• _文本段落_

1. 概览

Document AI 是什么?
Document AI 是一个平台,可让您从文档中提取数据洞见。其核心是提供不断增长的文档处理器(也称为解析器或分屏器,具体取决于其功能)列表。
您可以通过以下两种方式管理 Document AI 处理器:
- 通过 Web 控制台手动执行;
- 使用 Document AI API 以编程方式。
以下示例屏幕截图显示了 Web 控制台和 Python 代码中的处理器列表:

在本实验中,您将重点学习如何使用 Python 客户端库以编程方式管理 Document AI 处理器。
您将看到的内容
- 如何设置环境
- 如何提取处理器类型
- 如何创建处理器
- 如何列出项目处理器
- 如何使用处理器
- 如何启用/停用处理器
- 如何管理处理器版本
- 如何删除处理器
所需条件
调查问卷
您将如何使用本教程?
您如何评价使用 Python 的体验?
您如何评价自己在 Google Cloud 服务方面的经验水平?
2. 设置和要求
自定进度的环境设置
- 登录 Google Cloud 控制台,然后创建一个新项目或重复使用现有项目。如果您还没有 Gmail 或 Google Workspace 账号,则必须创建一个。



- 项目名称是此项目参与者的显示名称。它是 Google API 尚未使用的字符串。您可以随时对其进行更新。
- 项目 ID 在所有 Google Cloud 项目中是唯一的,并且是不可变的(一经设置便无法更改)。Cloud 控制台会自动生成一个唯一字符串;通常情况下,您无需关注该字符串。在大多数 Codelab 中,您都需要引用项目 ID(通常用 PROJECT_ID标识)。如果您不喜欢生成的 ID,可以再随机生成一个 ID。或者,您也可以尝试自己的项目 ID,看看是否可用。完成此步骤后便无法更改该 ID,并且此 ID 在项目期间会一直保留。
- 此外,还有第三个值,即部分 API 使用的项目编号,供您参考。如需详细了解所有这三个值,请参阅文档。
- 接下来,您需要在 Cloud 控制台中启用结算功能,以便使用 Cloud 资源/API。运行此 Codelab 应该不会产生太多的费用(如果有的话)。若要关闭资源以避免产生超出本教程范围的结算费用,您可以删除自己创建的资源或删除项目。Google Cloud 新用户符合参与 300 美元免费试用计划的条件。
启动 Cloud Shell
虽然可以通过笔记本电脑对 Google Cloud 进行远程操作,但在此实验中,您将使用 Cloud Shell,这是一个在云端运行的命令行环境。
激活 Cloud Shell
- 在 Cloud Console 中,点击激活 Cloud Shell 。 。

如果这是您首次启动 Cloud Shell,系统会显示一个中间屏幕,介绍 Cloud Shell 是什么。如果系统显示中间屏幕,请点击继续。

预配和连接到 Cloud Shell 只需花几分钟时间。

• _任务说明 1_
根据 Document AI 教程回答下列问题:
(a) 管理 Document AI 处理器有哪两种方式?
(b) 项目 ID 设置之后还能更改吗?
(c) Google Cloud 新用户可以参加多少美元的免费试用计划?
• _任务说明 2_
请从 Document AI 教程的最后一句之后接着写出后续内容。

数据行

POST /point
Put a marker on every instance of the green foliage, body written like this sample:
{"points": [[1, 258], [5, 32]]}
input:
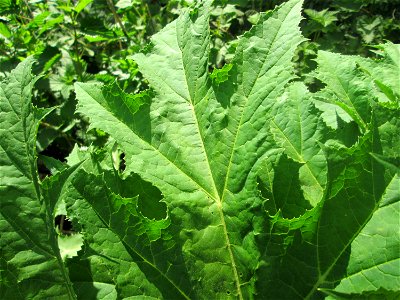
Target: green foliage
{"points": [[236, 183]]}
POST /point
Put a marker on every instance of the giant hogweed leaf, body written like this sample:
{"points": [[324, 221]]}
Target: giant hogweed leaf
{"points": [[374, 263], [385, 71], [311, 252], [346, 86], [200, 143], [120, 253], [30, 260], [296, 126]]}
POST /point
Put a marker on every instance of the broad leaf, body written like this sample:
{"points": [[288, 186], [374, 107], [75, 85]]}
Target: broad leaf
{"points": [[191, 138], [31, 265]]}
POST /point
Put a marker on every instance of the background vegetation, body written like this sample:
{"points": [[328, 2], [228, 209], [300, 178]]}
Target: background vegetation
{"points": [[86, 40]]}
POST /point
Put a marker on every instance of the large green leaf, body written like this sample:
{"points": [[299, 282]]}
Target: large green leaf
{"points": [[190, 140], [297, 126], [374, 263], [31, 265]]}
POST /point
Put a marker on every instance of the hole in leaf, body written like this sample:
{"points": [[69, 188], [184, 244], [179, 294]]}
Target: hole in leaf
{"points": [[64, 225]]}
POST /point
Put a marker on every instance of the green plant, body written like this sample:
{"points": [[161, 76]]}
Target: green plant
{"points": [[240, 184]]}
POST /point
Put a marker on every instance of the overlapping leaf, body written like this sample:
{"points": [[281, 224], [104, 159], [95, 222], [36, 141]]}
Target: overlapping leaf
{"points": [[31, 265], [191, 139]]}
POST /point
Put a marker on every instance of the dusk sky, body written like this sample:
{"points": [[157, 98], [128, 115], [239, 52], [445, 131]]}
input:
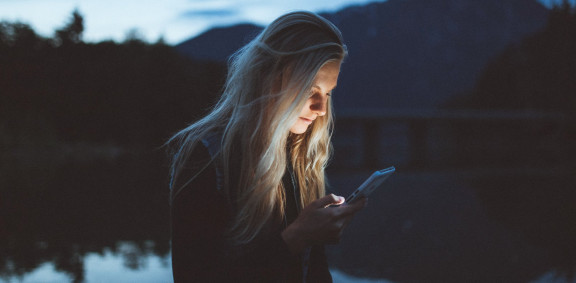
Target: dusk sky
{"points": [[174, 20]]}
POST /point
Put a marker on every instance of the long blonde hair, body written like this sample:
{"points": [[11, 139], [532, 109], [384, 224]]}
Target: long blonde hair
{"points": [[269, 81]]}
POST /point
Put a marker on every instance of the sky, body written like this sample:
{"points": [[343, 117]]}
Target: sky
{"points": [[172, 20]]}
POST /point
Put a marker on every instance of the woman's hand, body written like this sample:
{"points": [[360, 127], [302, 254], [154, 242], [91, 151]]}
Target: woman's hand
{"points": [[319, 223]]}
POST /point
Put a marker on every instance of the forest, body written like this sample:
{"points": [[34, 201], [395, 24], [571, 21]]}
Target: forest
{"points": [[62, 90]]}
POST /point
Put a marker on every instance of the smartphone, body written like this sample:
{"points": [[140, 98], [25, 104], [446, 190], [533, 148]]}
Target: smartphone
{"points": [[371, 184]]}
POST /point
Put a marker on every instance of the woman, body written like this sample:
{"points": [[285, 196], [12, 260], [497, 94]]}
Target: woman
{"points": [[248, 188]]}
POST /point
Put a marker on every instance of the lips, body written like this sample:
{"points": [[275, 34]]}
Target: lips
{"points": [[307, 120]]}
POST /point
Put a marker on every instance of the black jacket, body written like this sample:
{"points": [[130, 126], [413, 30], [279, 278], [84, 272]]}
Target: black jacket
{"points": [[201, 253]]}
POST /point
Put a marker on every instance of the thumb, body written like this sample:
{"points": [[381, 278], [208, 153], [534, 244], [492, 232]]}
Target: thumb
{"points": [[327, 200]]}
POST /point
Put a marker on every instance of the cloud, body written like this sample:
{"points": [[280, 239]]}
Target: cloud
{"points": [[210, 13]]}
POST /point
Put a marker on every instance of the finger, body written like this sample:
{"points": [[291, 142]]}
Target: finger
{"points": [[327, 200], [350, 209]]}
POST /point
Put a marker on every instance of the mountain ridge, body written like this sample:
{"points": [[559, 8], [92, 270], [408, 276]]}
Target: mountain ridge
{"points": [[407, 54]]}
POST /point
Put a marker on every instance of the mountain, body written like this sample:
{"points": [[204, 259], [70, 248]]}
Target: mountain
{"points": [[219, 43], [406, 54]]}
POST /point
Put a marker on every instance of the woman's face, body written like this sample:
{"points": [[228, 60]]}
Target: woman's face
{"points": [[324, 83]]}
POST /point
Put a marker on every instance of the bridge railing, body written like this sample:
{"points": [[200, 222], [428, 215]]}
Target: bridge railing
{"points": [[419, 123]]}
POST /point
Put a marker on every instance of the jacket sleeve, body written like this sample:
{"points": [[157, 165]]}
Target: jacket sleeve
{"points": [[200, 251]]}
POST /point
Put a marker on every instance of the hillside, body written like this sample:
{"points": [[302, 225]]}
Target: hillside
{"points": [[406, 53]]}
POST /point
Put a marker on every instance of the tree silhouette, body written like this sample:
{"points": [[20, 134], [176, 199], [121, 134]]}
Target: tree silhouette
{"points": [[71, 33]]}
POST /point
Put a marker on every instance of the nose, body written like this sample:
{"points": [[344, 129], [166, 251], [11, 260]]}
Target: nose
{"points": [[319, 104]]}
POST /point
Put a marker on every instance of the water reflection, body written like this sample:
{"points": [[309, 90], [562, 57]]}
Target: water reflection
{"points": [[59, 210], [106, 220]]}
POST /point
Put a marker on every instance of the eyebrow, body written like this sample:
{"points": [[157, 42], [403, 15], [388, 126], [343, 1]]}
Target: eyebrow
{"points": [[316, 86]]}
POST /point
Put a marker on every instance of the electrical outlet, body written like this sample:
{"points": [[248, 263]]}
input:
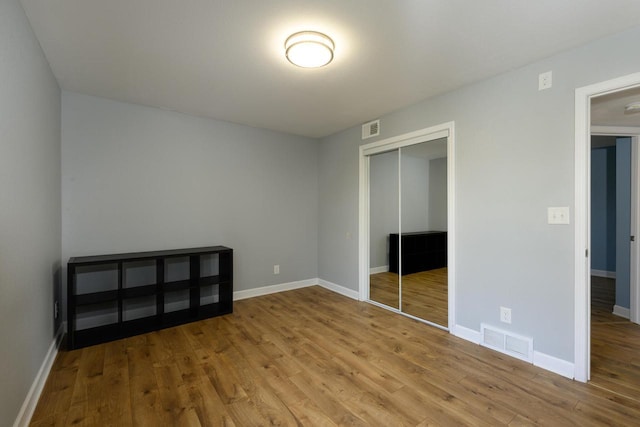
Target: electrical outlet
{"points": [[505, 314], [545, 80], [558, 215]]}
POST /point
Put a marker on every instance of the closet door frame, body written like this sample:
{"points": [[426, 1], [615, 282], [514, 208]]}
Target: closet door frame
{"points": [[445, 130]]}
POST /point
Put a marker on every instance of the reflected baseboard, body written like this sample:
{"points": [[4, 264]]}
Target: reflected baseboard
{"points": [[381, 269]]}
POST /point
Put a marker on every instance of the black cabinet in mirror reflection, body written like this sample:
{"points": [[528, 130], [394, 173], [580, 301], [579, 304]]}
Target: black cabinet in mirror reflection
{"points": [[421, 251]]}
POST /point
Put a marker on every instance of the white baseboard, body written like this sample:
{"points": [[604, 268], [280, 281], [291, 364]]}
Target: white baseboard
{"points": [[541, 360], [272, 289], [30, 402], [553, 364], [339, 289], [621, 311], [604, 273], [381, 269], [466, 334]]}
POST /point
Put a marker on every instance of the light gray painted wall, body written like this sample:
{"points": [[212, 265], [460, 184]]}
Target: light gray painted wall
{"points": [[137, 178], [515, 157], [29, 207], [438, 194]]}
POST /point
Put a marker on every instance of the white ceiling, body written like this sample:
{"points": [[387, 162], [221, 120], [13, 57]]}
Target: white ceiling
{"points": [[224, 58]]}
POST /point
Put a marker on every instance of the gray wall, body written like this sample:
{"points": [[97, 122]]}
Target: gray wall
{"points": [[29, 207], [137, 178], [515, 157], [438, 194]]}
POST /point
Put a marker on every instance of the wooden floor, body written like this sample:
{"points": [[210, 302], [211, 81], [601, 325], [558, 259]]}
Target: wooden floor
{"points": [[312, 357], [424, 294], [615, 344]]}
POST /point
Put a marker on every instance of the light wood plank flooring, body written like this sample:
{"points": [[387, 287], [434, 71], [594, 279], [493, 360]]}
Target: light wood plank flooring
{"points": [[615, 344], [312, 357], [424, 294]]}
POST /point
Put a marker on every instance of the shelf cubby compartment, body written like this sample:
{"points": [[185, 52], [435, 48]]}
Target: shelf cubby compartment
{"points": [[119, 295]]}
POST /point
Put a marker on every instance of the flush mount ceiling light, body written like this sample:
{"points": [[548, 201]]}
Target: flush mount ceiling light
{"points": [[632, 108], [309, 49]]}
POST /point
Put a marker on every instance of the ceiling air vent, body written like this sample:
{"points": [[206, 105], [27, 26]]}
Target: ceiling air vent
{"points": [[371, 129]]}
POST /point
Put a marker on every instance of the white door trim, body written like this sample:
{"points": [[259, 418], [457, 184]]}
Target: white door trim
{"points": [[423, 135], [582, 256]]}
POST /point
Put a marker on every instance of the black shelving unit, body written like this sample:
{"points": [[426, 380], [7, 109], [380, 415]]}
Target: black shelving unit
{"points": [[421, 251], [119, 295]]}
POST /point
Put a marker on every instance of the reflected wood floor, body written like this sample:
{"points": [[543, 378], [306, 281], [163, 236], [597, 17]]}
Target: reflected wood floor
{"points": [[424, 294], [615, 344], [312, 357]]}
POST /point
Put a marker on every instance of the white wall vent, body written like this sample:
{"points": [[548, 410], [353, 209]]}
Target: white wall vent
{"points": [[507, 342], [371, 129]]}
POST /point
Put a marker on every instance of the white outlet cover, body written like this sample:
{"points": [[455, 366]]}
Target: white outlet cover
{"points": [[558, 215]]}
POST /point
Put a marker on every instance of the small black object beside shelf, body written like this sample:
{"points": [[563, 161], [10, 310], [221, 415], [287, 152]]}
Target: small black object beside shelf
{"points": [[116, 296]]}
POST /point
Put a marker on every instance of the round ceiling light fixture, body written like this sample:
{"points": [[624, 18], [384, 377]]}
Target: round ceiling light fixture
{"points": [[309, 49]]}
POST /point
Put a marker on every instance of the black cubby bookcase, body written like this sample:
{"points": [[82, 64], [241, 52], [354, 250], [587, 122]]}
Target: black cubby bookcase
{"points": [[119, 295]]}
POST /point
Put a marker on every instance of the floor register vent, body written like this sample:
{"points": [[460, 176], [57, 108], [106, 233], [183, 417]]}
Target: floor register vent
{"points": [[506, 342]]}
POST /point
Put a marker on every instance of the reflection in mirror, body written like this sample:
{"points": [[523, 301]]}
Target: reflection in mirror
{"points": [[384, 286], [424, 231]]}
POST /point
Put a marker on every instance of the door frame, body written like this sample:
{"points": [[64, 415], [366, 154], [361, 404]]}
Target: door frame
{"points": [[632, 132], [582, 209], [444, 130]]}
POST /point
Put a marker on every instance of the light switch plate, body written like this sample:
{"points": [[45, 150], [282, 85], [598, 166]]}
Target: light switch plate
{"points": [[558, 215]]}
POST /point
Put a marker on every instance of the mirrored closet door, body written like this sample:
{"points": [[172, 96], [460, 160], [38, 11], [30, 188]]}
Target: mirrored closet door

• _练习答案 1_
(a) 通过 Web 控制台手动执行;使用 Document AI API 以编程方式。
(b) 不能。项目 ID 不可变,一经设置便无法更改。
(c) 300 美元。

• _练习答案 2_
此虚拟机已加载所需的所有开发工具。它提供了一个持久的 5 GB 主目录,并且在 Google Cloud 中运行,大大增强了网络性能和身份验证。您在此 Codelab 中的大部分(甚至全部)工作都可以使用浏览器完成。
在连接到 Cloud Shell 后,您应该会看到自己已通过身份验证,并且项目已设置为您的项目 ID。
- 在 Cloud Shell 中运行以下命令以确认您已通过身份验证:
gcloud auth list
命令输出
 Credentialed Accounts
ACTIVE  ACCOUNT
*       <my_account>@<my_domain.com>
To set the active account, run:
    $ gcloud config set account `ACCOUNT`
- 在 Cloud Shell 中运行以下命令,以确认 gcloud 命令了解您的项目:
gcloud config list project
命令输出
[core] project = <PROJECT_ID>
如果不是上述结果,您可以使用以下命令进行设置:
gcloud config set project <PROJECT_ID>
命令输出
Updated property [core/project].
3. 环境设置
您必须先在 Cloud Shell 中运行以下命令以启用 Document AI API,然后才能开始使用 Document AI:
gcloud services enable documentai.googleapis.com
您应该会看到与以下类似的内容:
Operation "operations/..." finished successfully.
现在,您可以使用 Document AI 了!
前往您的主目录:
cd ~
创建一个 Python 虚拟环境来隔离依赖项:
virtualenv venv-docai
激活此虚拟环境:
source venv-docai/bin/activate
安装 IPython、Document AI 客户端库和 python-tabulate(用于以美观的格式输出请求结果):
pip install ipython google-cloud-documentai tabulate
您应该会看到与以下类似的内容:
... Installing collected packages: ..., tabulate, ipython, google-cloud-documentai Successfully installed ... google-cloud-documentai-2.15.0 ...
现在,您可以使用 Document AI 客户端库了!
设置以下环境变量:
export PROJECT_ID=$(gcloud config get-value core/project)
# Choose "us" or "eu"
export API_LOCATION="us"
从现在开始,所有步骤都应在同一会话中完成。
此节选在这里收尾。